- _YOUR GOAL_
Convert every entry below into a two-column CSV with the headers entry_text and answer, one row per entry. Put each entry's full text and its answer in one quoted field apiece, replacing any line breaks with spaces.

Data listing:

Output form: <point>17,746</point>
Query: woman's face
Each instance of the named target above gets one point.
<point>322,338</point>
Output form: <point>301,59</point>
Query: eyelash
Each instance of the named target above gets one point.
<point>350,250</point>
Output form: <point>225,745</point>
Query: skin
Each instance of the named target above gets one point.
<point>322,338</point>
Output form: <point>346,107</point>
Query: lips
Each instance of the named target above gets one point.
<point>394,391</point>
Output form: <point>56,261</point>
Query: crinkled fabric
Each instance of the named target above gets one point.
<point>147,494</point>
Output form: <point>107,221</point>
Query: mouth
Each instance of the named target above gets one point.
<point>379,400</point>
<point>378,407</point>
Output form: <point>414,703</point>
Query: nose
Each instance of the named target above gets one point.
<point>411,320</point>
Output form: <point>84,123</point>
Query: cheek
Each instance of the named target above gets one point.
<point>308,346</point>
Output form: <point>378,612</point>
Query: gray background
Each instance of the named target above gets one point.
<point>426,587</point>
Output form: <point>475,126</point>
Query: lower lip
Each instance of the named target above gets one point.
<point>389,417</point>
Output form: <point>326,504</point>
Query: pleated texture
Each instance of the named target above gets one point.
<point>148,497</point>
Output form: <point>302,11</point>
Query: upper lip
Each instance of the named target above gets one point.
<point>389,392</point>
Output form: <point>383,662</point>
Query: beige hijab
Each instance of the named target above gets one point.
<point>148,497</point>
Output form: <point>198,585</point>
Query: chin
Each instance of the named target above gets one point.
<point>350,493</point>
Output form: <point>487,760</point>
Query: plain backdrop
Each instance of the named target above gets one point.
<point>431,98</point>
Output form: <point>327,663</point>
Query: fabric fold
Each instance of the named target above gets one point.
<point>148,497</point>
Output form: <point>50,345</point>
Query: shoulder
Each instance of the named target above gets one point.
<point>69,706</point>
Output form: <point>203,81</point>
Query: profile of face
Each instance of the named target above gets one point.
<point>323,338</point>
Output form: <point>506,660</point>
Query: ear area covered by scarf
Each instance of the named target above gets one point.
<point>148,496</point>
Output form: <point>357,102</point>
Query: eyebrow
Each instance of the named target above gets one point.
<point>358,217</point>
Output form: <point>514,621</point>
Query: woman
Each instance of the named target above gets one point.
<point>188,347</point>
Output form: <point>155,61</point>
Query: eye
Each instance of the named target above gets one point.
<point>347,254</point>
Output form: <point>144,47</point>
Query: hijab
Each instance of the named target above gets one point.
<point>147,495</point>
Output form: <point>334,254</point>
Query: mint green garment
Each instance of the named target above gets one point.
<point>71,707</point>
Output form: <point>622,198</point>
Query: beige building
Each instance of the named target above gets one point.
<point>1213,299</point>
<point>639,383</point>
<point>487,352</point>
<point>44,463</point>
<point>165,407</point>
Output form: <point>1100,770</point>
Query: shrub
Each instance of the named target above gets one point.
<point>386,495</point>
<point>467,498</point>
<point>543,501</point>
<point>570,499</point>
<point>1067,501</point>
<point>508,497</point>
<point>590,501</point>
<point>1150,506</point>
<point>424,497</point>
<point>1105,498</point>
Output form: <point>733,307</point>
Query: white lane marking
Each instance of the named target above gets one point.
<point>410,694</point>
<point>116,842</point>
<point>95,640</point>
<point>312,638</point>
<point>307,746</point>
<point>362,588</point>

- _TASK ANSWER_
entry_text,answer
"Output form: <point>17,746</point> Query: woman's face Each instance of the named target above gets one point.","<point>322,338</point>"
"Output form: <point>301,59</point> Query: eyelash Each instance of the named target above gets one point.","<point>350,250</point>"
"Output form: <point>225,745</point> Query: skin Each instance of the named target above gets one point.","<point>322,338</point>"
"Output form: <point>346,107</point> Query: lips Each instance of the named target above gets one point.","<point>394,391</point>"
"Output form: <point>56,261</point> Query: crinkled fabric Each instance of the named target above gets one point.","<point>147,494</point>"
"Output form: <point>107,221</point> Query: mouth Each instance of the named target above gets one point.","<point>379,400</point> <point>378,407</point>"
"Output form: <point>414,703</point> Query: nose Each instance of the named target above gets one point.","<point>411,320</point>"
"Output form: <point>84,123</point> Query: cheek Each instance of the named target above gets one point.","<point>308,346</point>"
"Output form: <point>378,612</point> Query: gray background Each instance of the named target above gets one point.","<point>426,587</point>"
"Output form: <point>475,126</point> Query: lower lip Each instance of the named target above gets one point.","<point>389,417</point>"
"Output form: <point>326,504</point> Query: pleated texture Each instance of the named target above gets one point.","<point>148,497</point>"
"Output form: <point>302,11</point> Query: upper lip Each instance of the named target above gets one point.","<point>389,392</point>"
"Output form: <point>383,662</point> Query: beige hijab Each instance of the named target above gets one point.","<point>148,497</point>"
"Output form: <point>198,585</point> Query: chin Each instance of the named target above gets one point.","<point>350,493</point>"
"Output form: <point>487,760</point> Query: plain backdrop Each instance of the named target above gets one point.","<point>431,98</point>"
"Output form: <point>327,663</point> Query: fabric fold Each instance of the named target above gets one point.","<point>148,497</point>"
"Output form: <point>50,345</point> Query: shoulder Each instance of the named target above gets one point.","<point>69,706</point>"
"Output form: <point>203,81</point> Query: profile of face Each instance of the named target above gets one point.","<point>323,338</point>"
"Output form: <point>506,660</point> Query: ear area covered by scarf Each instance of the named target above gets one point.","<point>148,496</point>"
"Output form: <point>357,102</point> Query: eyebrow Each instance of the named target above gets one point.","<point>358,217</point>"
"Output form: <point>514,621</point> Query: woman Each instance of the named target above gets one point.","<point>188,347</point>"
"Output form: <point>155,61</point> Query: eye Each instance of the named target above gets one point.","<point>347,254</point>"
"Output form: <point>144,47</point> Query: hijab Each instance of the named target above gets one point.","<point>147,495</point>"
"Output form: <point>334,254</point> Query: mint green garment Each instance of the named target above gets one point.","<point>71,707</point>"
"Output form: <point>622,198</point> Query: beige building Each instance of the named target above gets one point.","<point>1213,299</point> <point>639,383</point> <point>487,352</point> <point>44,463</point> <point>165,407</point>"
"Output form: <point>1100,770</point> Query: shrub Each instance of the named target above gets one point.","<point>386,495</point> <point>467,498</point> <point>543,501</point> <point>570,499</point> <point>1067,501</point> <point>508,497</point> <point>590,501</point> <point>1150,506</point> <point>424,497</point> <point>1105,498</point>"
"Output form: <point>733,307</point> Query: white lane marking Each instance of the named target above gets one point.","<point>410,694</point> <point>116,842</point> <point>95,640</point> <point>312,638</point> <point>307,746</point> <point>362,588</point>"